## Your objective:
Recast every one of the rows below as a numbered list, and leave out any blank lines.

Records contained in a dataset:
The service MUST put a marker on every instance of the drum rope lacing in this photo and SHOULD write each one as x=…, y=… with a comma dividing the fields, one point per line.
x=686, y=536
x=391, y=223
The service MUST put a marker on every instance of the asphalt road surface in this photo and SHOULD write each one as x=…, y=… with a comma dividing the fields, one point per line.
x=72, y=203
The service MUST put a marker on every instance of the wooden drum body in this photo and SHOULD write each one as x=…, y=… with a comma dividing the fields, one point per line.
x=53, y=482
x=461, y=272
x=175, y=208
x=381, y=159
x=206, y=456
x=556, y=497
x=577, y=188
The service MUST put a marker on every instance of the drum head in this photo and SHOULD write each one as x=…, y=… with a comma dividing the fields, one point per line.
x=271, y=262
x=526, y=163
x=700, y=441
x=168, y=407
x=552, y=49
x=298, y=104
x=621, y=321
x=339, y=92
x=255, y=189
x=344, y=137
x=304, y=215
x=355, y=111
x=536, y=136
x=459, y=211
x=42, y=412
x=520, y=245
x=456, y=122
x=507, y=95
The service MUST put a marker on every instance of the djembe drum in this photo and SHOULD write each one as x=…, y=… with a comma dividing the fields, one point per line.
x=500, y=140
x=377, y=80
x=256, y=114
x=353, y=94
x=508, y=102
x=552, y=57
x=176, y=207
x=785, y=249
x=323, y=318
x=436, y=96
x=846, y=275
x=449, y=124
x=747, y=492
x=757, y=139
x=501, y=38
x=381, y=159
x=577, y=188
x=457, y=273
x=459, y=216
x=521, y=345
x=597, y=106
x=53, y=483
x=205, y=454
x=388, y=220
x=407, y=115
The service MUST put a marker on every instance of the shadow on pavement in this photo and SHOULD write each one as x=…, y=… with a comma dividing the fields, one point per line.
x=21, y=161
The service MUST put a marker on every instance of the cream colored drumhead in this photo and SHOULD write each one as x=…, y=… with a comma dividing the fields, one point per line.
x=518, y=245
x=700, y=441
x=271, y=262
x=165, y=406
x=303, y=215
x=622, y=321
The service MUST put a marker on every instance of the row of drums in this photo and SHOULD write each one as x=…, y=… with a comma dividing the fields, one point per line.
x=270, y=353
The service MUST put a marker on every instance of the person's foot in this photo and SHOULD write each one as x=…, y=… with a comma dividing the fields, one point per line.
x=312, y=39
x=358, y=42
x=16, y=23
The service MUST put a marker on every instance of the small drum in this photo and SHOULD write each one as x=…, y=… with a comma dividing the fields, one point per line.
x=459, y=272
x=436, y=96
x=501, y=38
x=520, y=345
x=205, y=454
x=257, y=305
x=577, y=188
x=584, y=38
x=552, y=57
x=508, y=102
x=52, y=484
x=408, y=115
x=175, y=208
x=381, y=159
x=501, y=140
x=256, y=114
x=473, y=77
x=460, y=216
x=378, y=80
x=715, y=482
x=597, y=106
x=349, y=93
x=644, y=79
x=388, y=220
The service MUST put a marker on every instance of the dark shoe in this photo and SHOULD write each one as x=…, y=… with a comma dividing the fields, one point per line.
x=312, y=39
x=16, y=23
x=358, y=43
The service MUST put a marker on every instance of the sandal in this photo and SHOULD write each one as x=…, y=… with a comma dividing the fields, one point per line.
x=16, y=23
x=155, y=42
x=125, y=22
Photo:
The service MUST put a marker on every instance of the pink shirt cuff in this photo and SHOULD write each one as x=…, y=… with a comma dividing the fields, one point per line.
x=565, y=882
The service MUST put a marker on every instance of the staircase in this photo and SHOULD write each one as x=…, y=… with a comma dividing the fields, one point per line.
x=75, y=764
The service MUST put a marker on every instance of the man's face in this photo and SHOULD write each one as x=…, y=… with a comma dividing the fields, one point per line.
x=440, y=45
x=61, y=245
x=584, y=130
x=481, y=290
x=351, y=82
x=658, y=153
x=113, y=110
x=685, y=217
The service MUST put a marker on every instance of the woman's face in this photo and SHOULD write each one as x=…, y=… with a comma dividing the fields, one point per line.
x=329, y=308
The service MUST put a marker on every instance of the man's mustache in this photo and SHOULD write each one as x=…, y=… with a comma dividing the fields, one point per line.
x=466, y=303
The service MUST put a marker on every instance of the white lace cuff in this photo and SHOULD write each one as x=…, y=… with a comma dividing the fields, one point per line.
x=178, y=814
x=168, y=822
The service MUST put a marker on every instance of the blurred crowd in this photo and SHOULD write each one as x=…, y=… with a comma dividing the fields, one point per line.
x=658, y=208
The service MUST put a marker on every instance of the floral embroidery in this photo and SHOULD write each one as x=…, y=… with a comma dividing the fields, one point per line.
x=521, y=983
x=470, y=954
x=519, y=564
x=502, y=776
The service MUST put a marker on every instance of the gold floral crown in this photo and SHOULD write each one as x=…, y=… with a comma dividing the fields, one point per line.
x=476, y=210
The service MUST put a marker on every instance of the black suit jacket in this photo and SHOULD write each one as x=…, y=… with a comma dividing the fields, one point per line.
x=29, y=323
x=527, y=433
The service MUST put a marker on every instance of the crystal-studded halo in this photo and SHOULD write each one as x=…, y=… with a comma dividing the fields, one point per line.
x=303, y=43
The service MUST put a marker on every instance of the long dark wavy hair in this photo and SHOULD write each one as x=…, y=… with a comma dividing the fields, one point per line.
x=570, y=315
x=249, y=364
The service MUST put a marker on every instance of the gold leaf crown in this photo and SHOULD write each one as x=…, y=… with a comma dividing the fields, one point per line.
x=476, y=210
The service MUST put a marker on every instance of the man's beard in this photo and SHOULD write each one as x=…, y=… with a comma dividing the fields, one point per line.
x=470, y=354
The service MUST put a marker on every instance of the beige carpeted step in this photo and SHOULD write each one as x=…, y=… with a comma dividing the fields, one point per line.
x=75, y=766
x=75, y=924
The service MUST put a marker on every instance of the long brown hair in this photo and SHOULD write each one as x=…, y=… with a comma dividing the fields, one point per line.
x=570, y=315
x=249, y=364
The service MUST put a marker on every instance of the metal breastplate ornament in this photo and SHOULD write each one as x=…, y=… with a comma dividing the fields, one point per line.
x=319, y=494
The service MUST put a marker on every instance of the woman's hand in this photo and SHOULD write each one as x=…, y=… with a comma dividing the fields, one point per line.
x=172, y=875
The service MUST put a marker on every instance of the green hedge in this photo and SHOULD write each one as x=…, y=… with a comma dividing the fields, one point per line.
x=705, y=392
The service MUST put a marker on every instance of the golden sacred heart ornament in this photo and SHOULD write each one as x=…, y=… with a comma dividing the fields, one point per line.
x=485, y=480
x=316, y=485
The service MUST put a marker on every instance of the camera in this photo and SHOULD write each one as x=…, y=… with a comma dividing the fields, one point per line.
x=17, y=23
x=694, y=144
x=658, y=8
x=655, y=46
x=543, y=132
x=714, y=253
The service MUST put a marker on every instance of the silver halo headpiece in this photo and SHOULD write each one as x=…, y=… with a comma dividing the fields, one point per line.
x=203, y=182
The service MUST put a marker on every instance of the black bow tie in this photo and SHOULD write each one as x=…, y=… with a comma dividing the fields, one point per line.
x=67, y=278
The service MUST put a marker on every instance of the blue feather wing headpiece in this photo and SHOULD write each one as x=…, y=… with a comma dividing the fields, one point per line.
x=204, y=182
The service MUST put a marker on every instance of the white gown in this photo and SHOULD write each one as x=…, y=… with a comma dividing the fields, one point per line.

## Complete output:
1. The service MUST put a marker on every instance of the drum rope lacing in this photo and SHOULD write each one as x=…, y=… with a comma dividing the fields, one point per line.
2. x=686, y=536
3. x=391, y=223
4. The service MUST put a marker on every instance of the asphalt road surface in this photo and SHOULD write each one as x=…, y=… with a comma dividing the fields, one point per line.
5. x=72, y=203
6. The service MUST put a marker on every instance of the wooden drum body in this photo and SHOULD write each one as x=…, y=… with a comma dividing the fields, one point per line.
7. x=53, y=482
8. x=461, y=272
9. x=175, y=208
10. x=381, y=159
11. x=206, y=456
12. x=556, y=497
13. x=577, y=188
14. The service MUST put a marker on every instance of the drum head in this photo and SHOULD write each one as x=…, y=… with a comma dividing the fields, one point per line.
15. x=271, y=262
16. x=526, y=163
17. x=700, y=441
18. x=168, y=407
19. x=552, y=49
20. x=298, y=104
21. x=621, y=321
22. x=339, y=92
23. x=255, y=189
24. x=344, y=137
25. x=304, y=215
26. x=355, y=111
27. x=536, y=136
28. x=459, y=211
29. x=42, y=412
30. x=520, y=245
31. x=456, y=122
32. x=507, y=95
33. The service MUST put a marker on every instance of the djembe drum in this photo and SHOULD write each one as x=…, y=… with a comma dividing the fields, one point per line.
34. x=500, y=140
35. x=377, y=80
36. x=256, y=114
37. x=353, y=94
38. x=508, y=102
39. x=552, y=57
40. x=176, y=207
41. x=785, y=249
42. x=323, y=318
43. x=436, y=96
44. x=846, y=275
45. x=449, y=124
46. x=747, y=492
47. x=757, y=139
48. x=501, y=38
49. x=381, y=159
50. x=577, y=188
51. x=457, y=273
52. x=459, y=216
53. x=521, y=345
54. x=597, y=106
55. x=53, y=483
56. x=205, y=454
57. x=388, y=220
58. x=407, y=115
59. The service MUST put a marker on every instance of the shadow on pavement in this photo and SHOULD write each one as x=…, y=… with a comma dividing the fields, one point per line.
60. x=21, y=161
61. The service MUST put a marker on every instance of the cream colored drumhead in this photo and SHOULD write each one as x=…, y=… with a comma dividing the fields, one point per line.
62. x=518, y=245
63. x=700, y=441
64. x=271, y=262
65. x=165, y=406
66. x=303, y=215
67. x=622, y=321
68. The service MUST put a marker on every instance of the row of drums in this photo and SHOULD write each one as x=…, y=… with a comma dividing the fields, one point per line.
69. x=270, y=353
70. The service MUST put a marker on every instance of the person's foot in this photo and SHOULD write each one as x=…, y=… with a comma dividing the fields, one point per line.
71. x=312, y=39
72. x=358, y=42
73. x=16, y=23
74. The service MUST put a marker on every instance of the small drum in this photo and SHOULD write each one as x=…, y=… with a comma dividing the fields, one point per line.
75. x=459, y=272
76. x=436, y=96
77. x=501, y=38
78. x=520, y=345
79. x=205, y=454
80. x=257, y=305
81. x=577, y=188
82. x=584, y=38
83. x=552, y=57
84. x=508, y=102
85. x=52, y=484
86. x=408, y=115
87. x=175, y=208
88. x=381, y=159
89. x=501, y=140
90. x=256, y=114
91. x=473, y=77
92. x=460, y=216
93. x=378, y=80
94. x=715, y=482
95. x=597, y=106
96. x=349, y=93
97. x=644, y=79
98. x=388, y=220
99. The service MUST put a marker on every instance of the dark shoe in this photo and SHOULD write each one as x=…, y=… with a comma dividing the fields, one point per line.
100. x=312, y=39
101. x=16, y=23
102. x=358, y=43
103. The service MUST put a marker on every instance of the sandal in this photo and SHOULD write each one as x=…, y=… with a comma dividing the fields, one point per line.
104. x=16, y=23
105. x=155, y=42
106. x=125, y=22
107. Photo:
108. The service MUST put a marker on every instance of the pink shirt cuff in this photo and SHOULD write each one as x=…, y=… with a comma dividing the fields, one point per line.
109. x=565, y=882
110. The service MUST put a marker on every instance of the staircase in this photo and SHOULD write each one as x=…, y=… with a comma dividing the fields, one point per line.
111. x=75, y=764
112. The service MUST put a marker on every instance of the man's face in this photo and SHOULD write each one as x=…, y=… with a comma dividing the fields, one point per line.
113. x=440, y=45
114. x=61, y=245
115. x=584, y=130
116. x=481, y=290
117. x=351, y=82
118. x=658, y=153
119. x=113, y=110
120. x=685, y=217
121. The service MUST put a marker on every instance of the woman's face in this photo and SHOULD write each one as x=…, y=… with a comma dividing the fields, one point per line.
122. x=329, y=308
123. The service MUST put a marker on every instance of the man's mustache in this photo and SHOULD write each one as x=…, y=… with a comma dividing the fields, one point per line.
124. x=466, y=303
125. The service MUST put a marker on every instance of the white lace cuff in this photo and SHOULD write each one as x=…, y=… with a comma dividing the fields, one point per line.
126. x=178, y=814
127. x=168, y=822
128. The service MUST put a marker on every instance of the blurred crowd in this photo and SHOULD write each one as x=…, y=… with a comma dividing the fields, one point per line.
129. x=658, y=208
130. The service MUST put a marker on every instance of the floral embroidery in this photo and SHOULD write each one as x=…, y=… with a comma dividing the fields, one point per line.
131. x=521, y=983
132. x=470, y=954
133. x=519, y=564
134. x=502, y=776
135. The service MUST put a marker on every instance of the gold floral crown in this photo and SHOULD write each one as x=…, y=… with a comma dividing the fields, one point per line.
136. x=476, y=210
137. The service MUST put a marker on every instance of the black suit jacket in this photo and SHOULD write each one as x=…, y=… with a comma dividing the fields, one point per line.
138. x=29, y=323
139. x=527, y=433
140. The service MUST put a marker on every instance of the crystal-studded halo in this photo and SHOULD write each one as x=…, y=… with a comma dividing the fields, one point per line.
141. x=303, y=43
142. The service MUST put a marker on every instance of the long dark wavy hair in this photo and SHOULD write each one as x=…, y=… with a comma dividing the fields, one point per line.
143. x=570, y=315
144. x=249, y=364
145. The service MUST put a marker on every instance of the gold leaf crown in this photo and SHOULD write each one as x=…, y=… with a comma dividing the fields, one point per line.
146. x=476, y=210
147. The service MUST put a marker on every instance of the man's beard in this photo and SHOULD write each one as x=…, y=… with a comma dividing the fields, one point per line.
148. x=470, y=354
149. The service MUST put a marker on every instance of the beige carpeted step in this photo and SHOULD write each one as x=…, y=… with a comma dividing the fields, one point per line.
150. x=75, y=766
151. x=75, y=924
152. The service MUST put a marker on every instance of the long brown hair in this photo and SHOULD write each one as x=…, y=… with a comma dividing the fields, one point per line.
153. x=570, y=315
154. x=249, y=364
155. The service MUST put a marker on every instance of the metal breastplate ornament in this photo and SHOULD write each one as x=…, y=… with a comma dividing the fields, one point per line.
156. x=319, y=494
157. The service MUST put a marker on every instance of the woman's hand in this photo and SHOULD write each one as x=…, y=… with a comma dividing the fields, one point per line.
158. x=172, y=875
159. The service MUST put a marker on every instance of the green hedge in this photo and SHOULD write each one as x=…, y=… with a comma dividing the fields, one point per line.
160. x=705, y=392
161. The service MUST put a marker on every instance of the golden sacred heart ornament in this photo and SHOULD write each one as x=…, y=… with a comma dividing the fields, one point per line.
162. x=485, y=480
163. x=316, y=485
164. The service MUST put a marker on every instance of the camera in this photo and SHOULD write each one as x=…, y=… with a comma dividing the fields, one point per line.
165. x=17, y=23
166. x=694, y=144
167. x=658, y=8
168. x=655, y=46
169. x=543, y=132
170. x=714, y=253
171. The service MUST put a marker on every instance of the silver halo headpiece in this photo and SHOULD write each one as x=…, y=… with a comma dividing the fields, one point per line.
172. x=203, y=182
173. The service MUST put a marker on every instance of the black bow tie in this photo and SHOULD write each one as x=…, y=… with a comma dividing the fields, one point per line.
174. x=67, y=278
175. The service MUST put a marker on every instance of the blue feather wing headpiece in this photo and SHOULD write each one as x=…, y=… with a comma dividing the fields, one point per line.
176. x=204, y=182
177. The service MUST put a marker on every instance of the white gown in this photo and SHOULD write each one as x=…, y=… with a comma dividing the fields, one point per line.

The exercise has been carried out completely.